Requirements: Can you copy every line of the items below verbatim, leaving out the pictures?

Provided records:
==========
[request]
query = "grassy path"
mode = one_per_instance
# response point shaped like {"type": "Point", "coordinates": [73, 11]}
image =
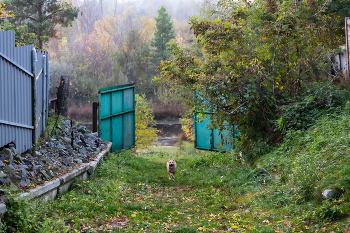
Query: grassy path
{"type": "Point", "coordinates": [213, 192]}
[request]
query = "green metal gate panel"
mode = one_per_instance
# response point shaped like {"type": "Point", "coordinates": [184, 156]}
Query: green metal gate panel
{"type": "Point", "coordinates": [212, 139]}
{"type": "Point", "coordinates": [117, 116]}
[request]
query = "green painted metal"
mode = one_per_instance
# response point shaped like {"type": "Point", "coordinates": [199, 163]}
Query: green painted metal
==========
Answer to this exercise:
[request]
query = "grassy path"
mode = one_per_instance
# response point shaped like {"type": "Point", "coordinates": [73, 11]}
image =
Query: grassy path
{"type": "Point", "coordinates": [213, 192]}
[request]
query = "green metal gate panel"
mode = one_per_instance
# response point shaped like {"type": "Point", "coordinates": [184, 156]}
Query: green metal gate panel
{"type": "Point", "coordinates": [212, 139]}
{"type": "Point", "coordinates": [117, 116]}
[request]
query = "green painted metal"
mode = one_per_instance
# response point shaped like {"type": "Point", "coordinates": [199, 163]}
Query: green painted metal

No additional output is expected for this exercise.